→ Goal 1
Translate this sentence from the festival updates into Spanish: "October is kind of a slow month for festival acceptances or rejections."
→ Goal 2
Copy out the stretch of the festival updates from "Due to the dramatic" through "film definitely isn’t.".

October 25, 2017
A special screening of the film will be held at the Art Gallery of Ontario on October 25 as part of Thomas King’s presentation on the new illustrated edition of THE INCONVENIENT INDIAN. I will be there, and will write more when it is complete.
October 12, 2017
October is kind of a slow month for festival acceptances or rejections.
In a wonderful development, Thomas King has expressed interest in showing the film at several of his talks in Toronto and Vancouver. That is the very best review I could ever receive. We are not sure yet if the screening will be part of the Toronto event. I’ll post updates as they occur.
October 8, 2017
Entering a film in festivals is a bit like watching seeds germinate after you have carefully planted them in a relatively small pot. Not all of the seeds sprout; some may be eaten by ants or birds; and a few, usually VERY few, start peeking their heads above the soil. They may be small seeds at first. Some of the larger ones take longer to get going.
I also once compared it to popcorn popping, but that would be mainly for the rejections. One friend had his project rejected from 100 film festivals! I had no idea that there were so many in the world. So far, A SHORT HISTORY OF INDIANS in CANADA is running at about 50% for acceptance…which is a much higher than usual average.
Due to the dramatic subject matter, the film has to be ‘placed’ into certain festivals and must avoid others. I was told to avoid entering festivals in an entire country simply because animation was strictly for children and this film definitely isn’t.
So here are two wonderful bits of news: it’s going to have its American premiere at the RED NATIONS FILM FESTIVAL in Los Angeles, California sometimes between November 8 and 19, 2017. This sounds like an amazing event and I’m sorry that I can’t attend (I will be in Australia). The other short films sound splendid.
Its Quebec premiere comes at the prestigious sommets du cinéma d’animation where it is eligible for the Prix Guy-L.-Coté du meilleur film d’animation canadien. It will screen at the prestigious Cinémathèque québécoise in Montreal sometime between November 22nd and 27th, 2017…ironically, just when I am in Australia. What an honor this is, and the festival sounds incredible. I would absolutely love to go…but will have to receive reports on the event from friends.
And so, the first green shoots of autumn are here.

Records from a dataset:
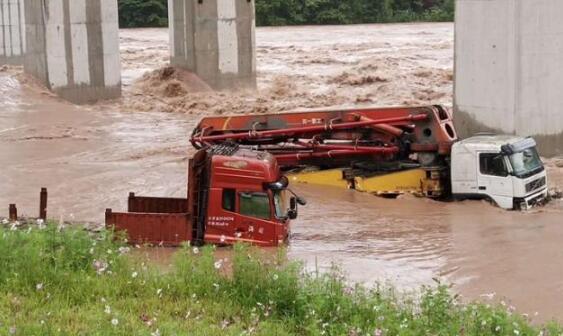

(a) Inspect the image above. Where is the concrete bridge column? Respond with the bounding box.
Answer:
[168,0,256,90]
[23,0,121,104]
[454,0,563,156]
[0,0,26,65]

→ Output 1
Octubre es un mes algo lento en cuanto a aceptaciones o rechazos de festivales.

→ Output 2
Due to the dramatic subject matter, the film has to be ‘placed’ into certain festivals and must avoid others. I was told to avoid entering festivals in an entire country simply because animation was strictly for children and this film definitely isn’t.